(EXERCISE):
Which lines below contain the word "instance"? Copy each of them in full.

════════════════════

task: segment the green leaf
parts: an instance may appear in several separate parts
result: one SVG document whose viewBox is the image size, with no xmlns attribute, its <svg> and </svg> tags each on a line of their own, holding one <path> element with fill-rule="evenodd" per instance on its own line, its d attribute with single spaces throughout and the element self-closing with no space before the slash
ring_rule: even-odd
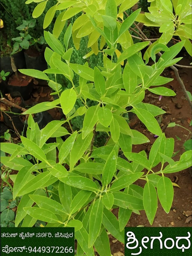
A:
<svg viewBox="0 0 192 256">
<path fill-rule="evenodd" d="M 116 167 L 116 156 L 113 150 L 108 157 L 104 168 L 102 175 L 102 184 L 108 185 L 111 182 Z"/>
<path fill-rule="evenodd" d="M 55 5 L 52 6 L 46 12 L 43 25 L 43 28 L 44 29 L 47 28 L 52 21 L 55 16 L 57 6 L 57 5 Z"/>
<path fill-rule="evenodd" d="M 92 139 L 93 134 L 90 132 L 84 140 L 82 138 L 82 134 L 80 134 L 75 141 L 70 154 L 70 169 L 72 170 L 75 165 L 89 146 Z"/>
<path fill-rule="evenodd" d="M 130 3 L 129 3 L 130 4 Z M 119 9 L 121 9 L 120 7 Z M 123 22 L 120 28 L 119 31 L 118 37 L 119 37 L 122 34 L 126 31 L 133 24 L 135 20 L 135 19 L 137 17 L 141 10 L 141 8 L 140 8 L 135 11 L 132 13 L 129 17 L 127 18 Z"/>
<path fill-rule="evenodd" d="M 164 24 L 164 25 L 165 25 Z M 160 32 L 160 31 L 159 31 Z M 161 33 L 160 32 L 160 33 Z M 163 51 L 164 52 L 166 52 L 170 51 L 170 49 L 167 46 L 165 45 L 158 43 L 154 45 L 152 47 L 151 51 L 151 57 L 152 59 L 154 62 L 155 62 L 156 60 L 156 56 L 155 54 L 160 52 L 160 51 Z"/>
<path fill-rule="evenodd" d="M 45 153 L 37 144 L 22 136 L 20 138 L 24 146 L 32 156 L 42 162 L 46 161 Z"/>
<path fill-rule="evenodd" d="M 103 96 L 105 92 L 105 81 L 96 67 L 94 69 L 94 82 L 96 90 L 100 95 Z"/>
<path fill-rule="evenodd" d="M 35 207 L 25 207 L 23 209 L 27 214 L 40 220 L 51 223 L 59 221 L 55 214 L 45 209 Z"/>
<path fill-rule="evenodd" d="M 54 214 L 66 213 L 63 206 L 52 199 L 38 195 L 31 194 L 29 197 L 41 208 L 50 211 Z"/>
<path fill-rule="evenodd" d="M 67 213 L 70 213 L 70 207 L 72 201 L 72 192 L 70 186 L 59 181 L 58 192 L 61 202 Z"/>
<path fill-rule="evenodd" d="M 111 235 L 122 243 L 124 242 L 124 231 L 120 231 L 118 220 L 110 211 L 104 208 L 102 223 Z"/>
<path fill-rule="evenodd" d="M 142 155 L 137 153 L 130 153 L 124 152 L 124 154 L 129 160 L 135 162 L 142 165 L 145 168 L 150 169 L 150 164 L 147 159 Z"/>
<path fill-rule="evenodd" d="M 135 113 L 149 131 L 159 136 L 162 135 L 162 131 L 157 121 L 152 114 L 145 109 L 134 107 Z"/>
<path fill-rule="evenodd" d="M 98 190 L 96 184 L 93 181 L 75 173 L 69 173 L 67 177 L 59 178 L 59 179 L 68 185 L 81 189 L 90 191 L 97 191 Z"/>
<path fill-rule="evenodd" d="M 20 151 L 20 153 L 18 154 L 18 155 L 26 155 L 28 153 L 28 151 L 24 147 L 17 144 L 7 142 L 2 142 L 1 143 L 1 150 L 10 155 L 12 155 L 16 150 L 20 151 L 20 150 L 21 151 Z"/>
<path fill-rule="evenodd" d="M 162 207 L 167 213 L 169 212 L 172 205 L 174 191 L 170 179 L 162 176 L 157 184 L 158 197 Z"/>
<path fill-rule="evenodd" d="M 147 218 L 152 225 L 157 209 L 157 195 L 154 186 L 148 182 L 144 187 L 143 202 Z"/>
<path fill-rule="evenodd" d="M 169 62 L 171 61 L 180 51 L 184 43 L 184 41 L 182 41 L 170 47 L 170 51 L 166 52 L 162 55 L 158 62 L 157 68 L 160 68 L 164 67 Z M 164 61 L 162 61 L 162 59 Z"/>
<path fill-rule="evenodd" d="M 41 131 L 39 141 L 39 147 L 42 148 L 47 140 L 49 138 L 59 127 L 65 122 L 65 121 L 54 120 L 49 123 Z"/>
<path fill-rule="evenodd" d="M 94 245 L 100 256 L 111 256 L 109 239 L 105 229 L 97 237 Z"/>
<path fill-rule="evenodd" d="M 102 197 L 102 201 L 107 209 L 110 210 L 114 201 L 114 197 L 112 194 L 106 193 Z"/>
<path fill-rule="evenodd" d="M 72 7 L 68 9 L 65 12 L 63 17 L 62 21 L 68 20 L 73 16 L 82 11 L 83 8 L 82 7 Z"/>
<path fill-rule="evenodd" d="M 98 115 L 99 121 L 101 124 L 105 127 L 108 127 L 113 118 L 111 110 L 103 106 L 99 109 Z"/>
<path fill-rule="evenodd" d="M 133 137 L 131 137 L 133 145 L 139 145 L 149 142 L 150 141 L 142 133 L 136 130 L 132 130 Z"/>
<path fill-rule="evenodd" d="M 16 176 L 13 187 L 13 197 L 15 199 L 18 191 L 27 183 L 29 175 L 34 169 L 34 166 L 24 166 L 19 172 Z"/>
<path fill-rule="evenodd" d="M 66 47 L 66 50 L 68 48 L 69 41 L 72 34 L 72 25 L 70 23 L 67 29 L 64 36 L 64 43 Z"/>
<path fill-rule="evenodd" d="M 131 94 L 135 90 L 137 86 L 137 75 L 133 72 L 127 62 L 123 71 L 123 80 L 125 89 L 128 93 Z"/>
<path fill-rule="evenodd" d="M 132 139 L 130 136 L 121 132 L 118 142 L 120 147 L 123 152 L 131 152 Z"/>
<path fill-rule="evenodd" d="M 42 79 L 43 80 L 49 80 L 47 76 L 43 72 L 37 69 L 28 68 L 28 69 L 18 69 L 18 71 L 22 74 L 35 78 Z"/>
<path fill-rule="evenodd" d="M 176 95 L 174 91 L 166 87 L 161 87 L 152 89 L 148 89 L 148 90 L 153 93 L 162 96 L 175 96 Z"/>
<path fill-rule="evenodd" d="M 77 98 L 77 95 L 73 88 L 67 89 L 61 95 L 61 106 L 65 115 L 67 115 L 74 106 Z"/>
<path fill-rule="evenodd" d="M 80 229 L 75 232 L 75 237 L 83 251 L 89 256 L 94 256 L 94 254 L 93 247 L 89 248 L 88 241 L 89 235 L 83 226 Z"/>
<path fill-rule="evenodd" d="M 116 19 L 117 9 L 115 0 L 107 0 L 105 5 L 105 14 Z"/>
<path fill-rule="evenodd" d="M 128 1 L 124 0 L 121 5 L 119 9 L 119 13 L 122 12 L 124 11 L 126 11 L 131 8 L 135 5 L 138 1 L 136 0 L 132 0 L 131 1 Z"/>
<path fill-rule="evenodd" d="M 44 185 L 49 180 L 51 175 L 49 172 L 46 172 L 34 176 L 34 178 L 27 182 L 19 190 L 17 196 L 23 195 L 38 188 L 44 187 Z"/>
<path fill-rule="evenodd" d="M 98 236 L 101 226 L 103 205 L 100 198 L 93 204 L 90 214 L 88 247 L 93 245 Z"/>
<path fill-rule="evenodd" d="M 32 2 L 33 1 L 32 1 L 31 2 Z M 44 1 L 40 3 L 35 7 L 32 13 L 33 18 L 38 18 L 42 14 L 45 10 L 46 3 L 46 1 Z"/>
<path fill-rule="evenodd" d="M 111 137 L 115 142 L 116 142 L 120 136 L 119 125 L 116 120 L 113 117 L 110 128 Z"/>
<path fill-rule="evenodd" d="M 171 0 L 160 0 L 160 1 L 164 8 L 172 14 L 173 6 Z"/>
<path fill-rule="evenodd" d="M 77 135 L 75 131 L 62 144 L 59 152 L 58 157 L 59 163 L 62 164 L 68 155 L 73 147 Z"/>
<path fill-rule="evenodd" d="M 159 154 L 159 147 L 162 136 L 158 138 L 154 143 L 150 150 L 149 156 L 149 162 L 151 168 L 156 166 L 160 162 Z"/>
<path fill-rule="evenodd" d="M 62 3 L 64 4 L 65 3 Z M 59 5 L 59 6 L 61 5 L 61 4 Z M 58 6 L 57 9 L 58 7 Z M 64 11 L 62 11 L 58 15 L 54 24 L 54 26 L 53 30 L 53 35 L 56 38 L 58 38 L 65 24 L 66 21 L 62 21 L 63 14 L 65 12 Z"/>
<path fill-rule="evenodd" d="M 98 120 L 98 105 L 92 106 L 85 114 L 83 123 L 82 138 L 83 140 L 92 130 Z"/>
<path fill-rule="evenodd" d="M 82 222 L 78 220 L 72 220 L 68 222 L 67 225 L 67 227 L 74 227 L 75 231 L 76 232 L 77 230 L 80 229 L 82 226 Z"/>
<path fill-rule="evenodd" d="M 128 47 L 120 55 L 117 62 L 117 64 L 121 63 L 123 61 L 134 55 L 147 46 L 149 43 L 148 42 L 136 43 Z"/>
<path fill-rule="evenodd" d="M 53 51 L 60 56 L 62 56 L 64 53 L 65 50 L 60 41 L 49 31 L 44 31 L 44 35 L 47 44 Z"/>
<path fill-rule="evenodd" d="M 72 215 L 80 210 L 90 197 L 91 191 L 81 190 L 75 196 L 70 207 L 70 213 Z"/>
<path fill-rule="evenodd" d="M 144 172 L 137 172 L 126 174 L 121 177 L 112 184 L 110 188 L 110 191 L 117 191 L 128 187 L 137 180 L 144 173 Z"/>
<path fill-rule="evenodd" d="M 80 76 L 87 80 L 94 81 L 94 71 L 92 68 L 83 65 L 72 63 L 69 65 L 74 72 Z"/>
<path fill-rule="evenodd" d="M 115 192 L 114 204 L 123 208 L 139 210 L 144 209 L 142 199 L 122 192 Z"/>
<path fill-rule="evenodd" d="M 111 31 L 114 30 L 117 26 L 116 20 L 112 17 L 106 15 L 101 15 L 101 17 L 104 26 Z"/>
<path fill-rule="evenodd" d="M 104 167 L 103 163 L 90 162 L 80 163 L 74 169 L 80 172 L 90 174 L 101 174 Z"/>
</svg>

════════════════════

(SOLUTION TO THIS TASK):
parts: an instance may appear in several separate parts
result: one SVG document whose viewBox is the image size, with no xmlns attribute, its <svg> and </svg> tags each on a line of their own, holding one <path> element with fill-rule="evenodd" per instance on its own line, its d attribute with single spaces throughout and the element self-closing with no space before the slash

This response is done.